## begin

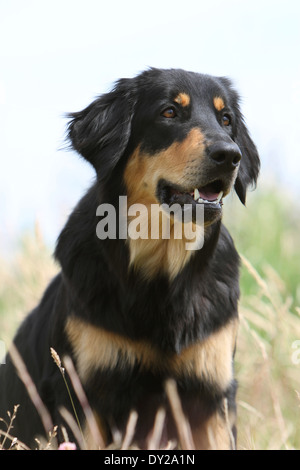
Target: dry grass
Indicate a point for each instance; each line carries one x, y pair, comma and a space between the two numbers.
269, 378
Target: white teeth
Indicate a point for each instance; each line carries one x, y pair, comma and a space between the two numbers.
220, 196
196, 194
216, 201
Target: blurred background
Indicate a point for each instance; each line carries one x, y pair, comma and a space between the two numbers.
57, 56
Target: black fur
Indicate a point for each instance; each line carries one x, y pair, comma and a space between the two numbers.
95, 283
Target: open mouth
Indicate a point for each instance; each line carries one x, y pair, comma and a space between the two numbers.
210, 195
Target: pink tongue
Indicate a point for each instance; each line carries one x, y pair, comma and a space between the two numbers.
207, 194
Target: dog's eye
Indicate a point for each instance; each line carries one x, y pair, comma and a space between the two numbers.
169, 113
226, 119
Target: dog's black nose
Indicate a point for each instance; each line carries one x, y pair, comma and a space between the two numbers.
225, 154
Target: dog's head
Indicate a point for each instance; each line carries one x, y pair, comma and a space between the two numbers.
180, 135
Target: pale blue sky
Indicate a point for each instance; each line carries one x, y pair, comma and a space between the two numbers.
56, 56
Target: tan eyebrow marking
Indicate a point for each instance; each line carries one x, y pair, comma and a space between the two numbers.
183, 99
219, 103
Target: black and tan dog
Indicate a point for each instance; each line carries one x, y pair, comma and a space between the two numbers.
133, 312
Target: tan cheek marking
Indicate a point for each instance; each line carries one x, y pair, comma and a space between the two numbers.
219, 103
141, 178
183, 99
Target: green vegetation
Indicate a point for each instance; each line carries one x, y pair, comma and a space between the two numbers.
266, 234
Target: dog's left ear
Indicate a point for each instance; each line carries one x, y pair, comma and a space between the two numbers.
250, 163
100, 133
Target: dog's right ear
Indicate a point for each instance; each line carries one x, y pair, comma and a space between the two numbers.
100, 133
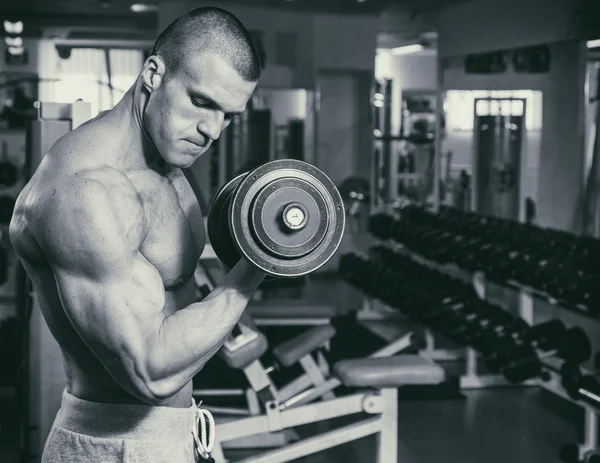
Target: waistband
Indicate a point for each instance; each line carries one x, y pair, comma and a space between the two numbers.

## end
## begin

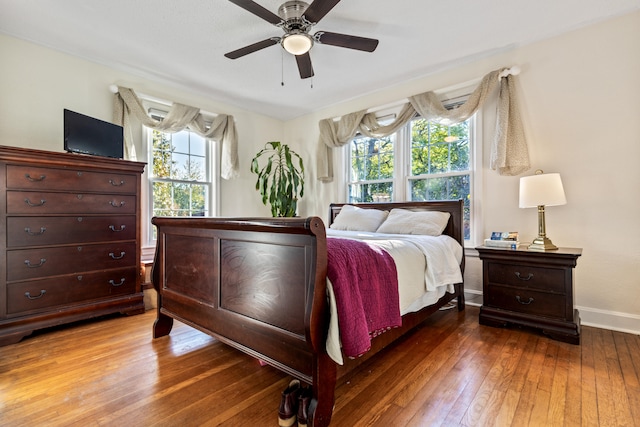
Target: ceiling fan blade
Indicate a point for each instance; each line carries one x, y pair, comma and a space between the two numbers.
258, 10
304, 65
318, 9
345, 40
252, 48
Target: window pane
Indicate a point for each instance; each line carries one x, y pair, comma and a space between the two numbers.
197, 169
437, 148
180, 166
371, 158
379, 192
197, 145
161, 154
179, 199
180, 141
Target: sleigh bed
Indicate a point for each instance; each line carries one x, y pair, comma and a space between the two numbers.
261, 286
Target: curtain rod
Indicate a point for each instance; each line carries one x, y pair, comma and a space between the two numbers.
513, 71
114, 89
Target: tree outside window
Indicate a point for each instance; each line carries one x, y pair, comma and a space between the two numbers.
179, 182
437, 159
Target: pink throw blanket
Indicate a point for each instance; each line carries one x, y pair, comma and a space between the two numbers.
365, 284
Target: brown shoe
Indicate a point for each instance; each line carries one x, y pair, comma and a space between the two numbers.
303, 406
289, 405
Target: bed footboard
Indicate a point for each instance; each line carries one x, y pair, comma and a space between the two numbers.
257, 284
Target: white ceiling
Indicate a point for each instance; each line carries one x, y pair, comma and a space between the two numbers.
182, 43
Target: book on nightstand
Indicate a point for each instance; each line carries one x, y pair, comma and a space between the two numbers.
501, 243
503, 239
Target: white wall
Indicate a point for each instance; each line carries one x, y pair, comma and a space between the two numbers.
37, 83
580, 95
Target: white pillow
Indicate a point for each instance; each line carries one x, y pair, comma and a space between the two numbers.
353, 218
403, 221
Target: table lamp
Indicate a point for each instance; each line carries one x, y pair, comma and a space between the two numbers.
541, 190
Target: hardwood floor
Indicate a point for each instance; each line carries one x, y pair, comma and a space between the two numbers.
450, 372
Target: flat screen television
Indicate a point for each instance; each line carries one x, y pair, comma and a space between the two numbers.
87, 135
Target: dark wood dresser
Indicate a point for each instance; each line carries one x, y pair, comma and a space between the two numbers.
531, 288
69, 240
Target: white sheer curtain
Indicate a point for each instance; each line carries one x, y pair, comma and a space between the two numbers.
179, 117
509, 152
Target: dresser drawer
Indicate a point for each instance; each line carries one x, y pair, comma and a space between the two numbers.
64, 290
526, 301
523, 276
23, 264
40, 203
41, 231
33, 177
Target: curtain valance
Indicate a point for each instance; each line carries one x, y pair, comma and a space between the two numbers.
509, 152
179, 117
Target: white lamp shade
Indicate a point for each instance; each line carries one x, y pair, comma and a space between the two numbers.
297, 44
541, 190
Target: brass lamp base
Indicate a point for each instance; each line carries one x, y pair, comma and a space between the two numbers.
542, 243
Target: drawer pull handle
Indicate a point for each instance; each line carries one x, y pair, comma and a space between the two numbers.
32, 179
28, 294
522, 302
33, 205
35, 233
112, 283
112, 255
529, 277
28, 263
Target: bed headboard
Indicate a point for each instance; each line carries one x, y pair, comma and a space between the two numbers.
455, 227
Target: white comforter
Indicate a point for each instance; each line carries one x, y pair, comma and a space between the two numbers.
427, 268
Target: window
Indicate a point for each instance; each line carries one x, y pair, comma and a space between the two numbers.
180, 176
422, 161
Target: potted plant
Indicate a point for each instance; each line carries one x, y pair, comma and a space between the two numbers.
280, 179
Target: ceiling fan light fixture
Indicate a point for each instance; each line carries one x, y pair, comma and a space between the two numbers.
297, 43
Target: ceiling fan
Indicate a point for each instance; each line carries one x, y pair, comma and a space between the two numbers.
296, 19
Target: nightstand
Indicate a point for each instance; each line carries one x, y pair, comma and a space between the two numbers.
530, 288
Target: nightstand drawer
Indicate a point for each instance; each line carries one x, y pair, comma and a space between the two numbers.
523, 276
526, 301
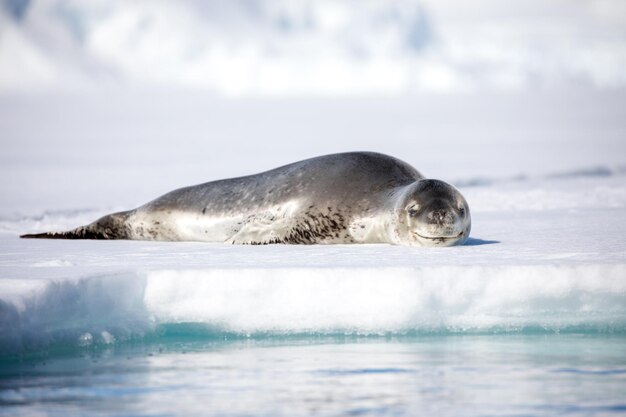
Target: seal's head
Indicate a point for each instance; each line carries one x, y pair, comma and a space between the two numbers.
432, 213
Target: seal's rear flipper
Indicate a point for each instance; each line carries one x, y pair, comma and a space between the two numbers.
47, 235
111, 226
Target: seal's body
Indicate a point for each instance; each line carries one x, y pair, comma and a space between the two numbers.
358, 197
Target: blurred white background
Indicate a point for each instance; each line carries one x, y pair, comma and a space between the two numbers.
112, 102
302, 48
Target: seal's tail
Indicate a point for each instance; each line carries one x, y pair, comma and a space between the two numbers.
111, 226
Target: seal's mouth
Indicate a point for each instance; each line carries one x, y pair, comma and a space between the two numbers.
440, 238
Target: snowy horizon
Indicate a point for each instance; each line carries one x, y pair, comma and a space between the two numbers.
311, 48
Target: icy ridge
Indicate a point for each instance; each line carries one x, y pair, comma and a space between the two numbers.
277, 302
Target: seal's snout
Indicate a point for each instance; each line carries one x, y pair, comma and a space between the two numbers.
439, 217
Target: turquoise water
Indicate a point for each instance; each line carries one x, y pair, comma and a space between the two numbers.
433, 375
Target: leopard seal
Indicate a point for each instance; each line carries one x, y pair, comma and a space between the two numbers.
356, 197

## end
## begin

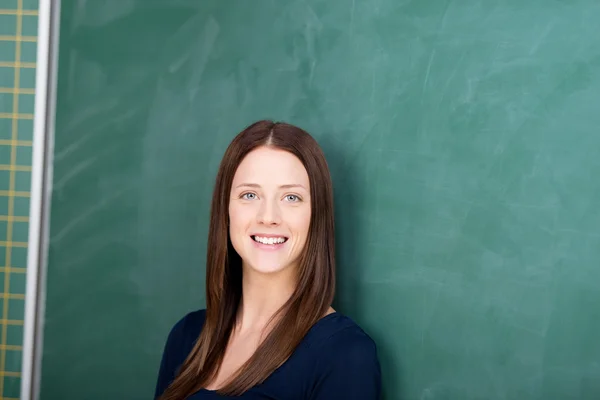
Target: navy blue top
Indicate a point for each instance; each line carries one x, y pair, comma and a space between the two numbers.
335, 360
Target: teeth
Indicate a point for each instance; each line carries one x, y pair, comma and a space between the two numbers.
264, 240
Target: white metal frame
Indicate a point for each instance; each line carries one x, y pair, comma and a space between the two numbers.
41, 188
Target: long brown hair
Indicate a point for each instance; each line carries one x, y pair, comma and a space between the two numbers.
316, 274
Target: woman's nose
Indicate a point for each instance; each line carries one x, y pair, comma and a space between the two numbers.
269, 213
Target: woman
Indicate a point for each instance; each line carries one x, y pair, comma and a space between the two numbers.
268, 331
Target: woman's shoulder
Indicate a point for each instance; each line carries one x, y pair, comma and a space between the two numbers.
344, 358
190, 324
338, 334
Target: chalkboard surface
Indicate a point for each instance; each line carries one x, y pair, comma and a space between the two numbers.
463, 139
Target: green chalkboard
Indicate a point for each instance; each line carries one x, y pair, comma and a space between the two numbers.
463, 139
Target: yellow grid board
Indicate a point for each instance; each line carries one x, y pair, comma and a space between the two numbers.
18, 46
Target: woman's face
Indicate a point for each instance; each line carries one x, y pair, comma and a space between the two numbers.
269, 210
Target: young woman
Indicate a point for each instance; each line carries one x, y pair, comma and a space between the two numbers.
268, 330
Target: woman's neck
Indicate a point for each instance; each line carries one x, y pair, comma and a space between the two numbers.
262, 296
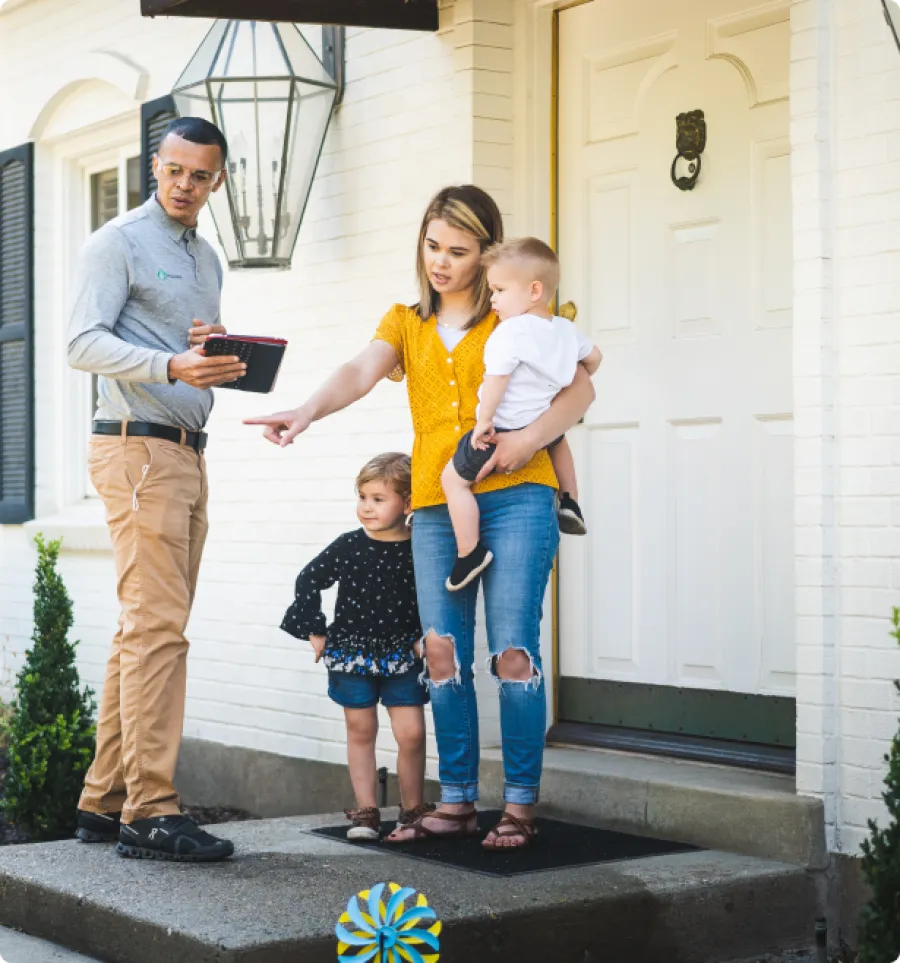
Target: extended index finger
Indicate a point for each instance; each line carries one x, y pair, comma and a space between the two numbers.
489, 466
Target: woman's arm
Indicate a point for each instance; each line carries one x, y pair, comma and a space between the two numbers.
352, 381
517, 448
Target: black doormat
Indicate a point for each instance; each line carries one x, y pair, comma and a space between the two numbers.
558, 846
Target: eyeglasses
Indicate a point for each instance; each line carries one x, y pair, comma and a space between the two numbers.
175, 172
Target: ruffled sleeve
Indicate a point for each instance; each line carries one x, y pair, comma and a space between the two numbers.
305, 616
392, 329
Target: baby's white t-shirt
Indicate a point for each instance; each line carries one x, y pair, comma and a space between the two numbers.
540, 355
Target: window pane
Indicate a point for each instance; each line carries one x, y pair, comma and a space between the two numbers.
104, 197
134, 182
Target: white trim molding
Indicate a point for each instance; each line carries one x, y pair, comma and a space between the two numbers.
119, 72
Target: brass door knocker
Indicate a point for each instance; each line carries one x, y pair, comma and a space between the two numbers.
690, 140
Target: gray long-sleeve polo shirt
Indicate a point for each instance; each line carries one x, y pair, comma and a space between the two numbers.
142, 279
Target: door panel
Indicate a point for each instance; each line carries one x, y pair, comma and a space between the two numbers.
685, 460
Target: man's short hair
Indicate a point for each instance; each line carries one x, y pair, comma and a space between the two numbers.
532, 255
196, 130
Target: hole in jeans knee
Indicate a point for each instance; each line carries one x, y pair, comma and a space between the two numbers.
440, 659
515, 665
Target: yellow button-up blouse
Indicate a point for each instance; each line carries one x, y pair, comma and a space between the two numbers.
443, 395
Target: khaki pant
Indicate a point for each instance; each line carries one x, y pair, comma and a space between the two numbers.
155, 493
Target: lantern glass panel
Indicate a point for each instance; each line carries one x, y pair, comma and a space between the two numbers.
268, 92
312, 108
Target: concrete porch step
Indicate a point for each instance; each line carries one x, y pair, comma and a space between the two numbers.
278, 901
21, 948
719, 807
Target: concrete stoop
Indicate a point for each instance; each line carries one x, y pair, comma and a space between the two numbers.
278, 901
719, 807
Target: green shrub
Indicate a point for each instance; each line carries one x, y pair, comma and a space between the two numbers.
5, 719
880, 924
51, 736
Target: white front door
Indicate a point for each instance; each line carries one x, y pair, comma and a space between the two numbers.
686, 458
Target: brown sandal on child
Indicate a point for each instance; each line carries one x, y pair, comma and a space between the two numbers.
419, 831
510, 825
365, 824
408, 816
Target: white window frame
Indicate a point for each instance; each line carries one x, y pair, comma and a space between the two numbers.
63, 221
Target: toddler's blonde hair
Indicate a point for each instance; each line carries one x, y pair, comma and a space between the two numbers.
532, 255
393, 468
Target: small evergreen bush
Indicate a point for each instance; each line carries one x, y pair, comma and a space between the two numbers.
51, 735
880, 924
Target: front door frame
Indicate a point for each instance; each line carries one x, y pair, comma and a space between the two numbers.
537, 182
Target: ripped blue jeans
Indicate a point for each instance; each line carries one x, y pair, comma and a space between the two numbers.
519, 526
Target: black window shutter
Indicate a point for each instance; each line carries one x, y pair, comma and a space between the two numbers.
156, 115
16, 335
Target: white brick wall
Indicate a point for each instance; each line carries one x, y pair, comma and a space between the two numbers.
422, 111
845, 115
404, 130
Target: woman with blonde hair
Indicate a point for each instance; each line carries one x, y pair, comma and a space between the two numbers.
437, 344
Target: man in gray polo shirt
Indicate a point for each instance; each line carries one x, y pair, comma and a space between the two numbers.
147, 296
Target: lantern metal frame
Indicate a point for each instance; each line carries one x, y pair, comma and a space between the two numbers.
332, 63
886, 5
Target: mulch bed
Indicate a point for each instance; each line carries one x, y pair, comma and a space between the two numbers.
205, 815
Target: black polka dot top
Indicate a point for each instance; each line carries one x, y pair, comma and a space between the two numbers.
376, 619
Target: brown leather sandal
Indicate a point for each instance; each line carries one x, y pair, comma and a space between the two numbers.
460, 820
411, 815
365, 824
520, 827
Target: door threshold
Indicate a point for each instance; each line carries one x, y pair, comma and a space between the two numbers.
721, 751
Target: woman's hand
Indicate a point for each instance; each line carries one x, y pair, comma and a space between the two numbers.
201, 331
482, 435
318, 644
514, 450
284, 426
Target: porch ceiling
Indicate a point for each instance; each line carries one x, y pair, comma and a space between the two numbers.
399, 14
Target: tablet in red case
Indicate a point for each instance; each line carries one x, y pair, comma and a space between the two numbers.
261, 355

## end

Locate every line in the rows above that contains "metal", and copy each of those lines. Case counts.

- [EXERCISE RESULT]:
Target: white metal frame
Target: lantern metal frame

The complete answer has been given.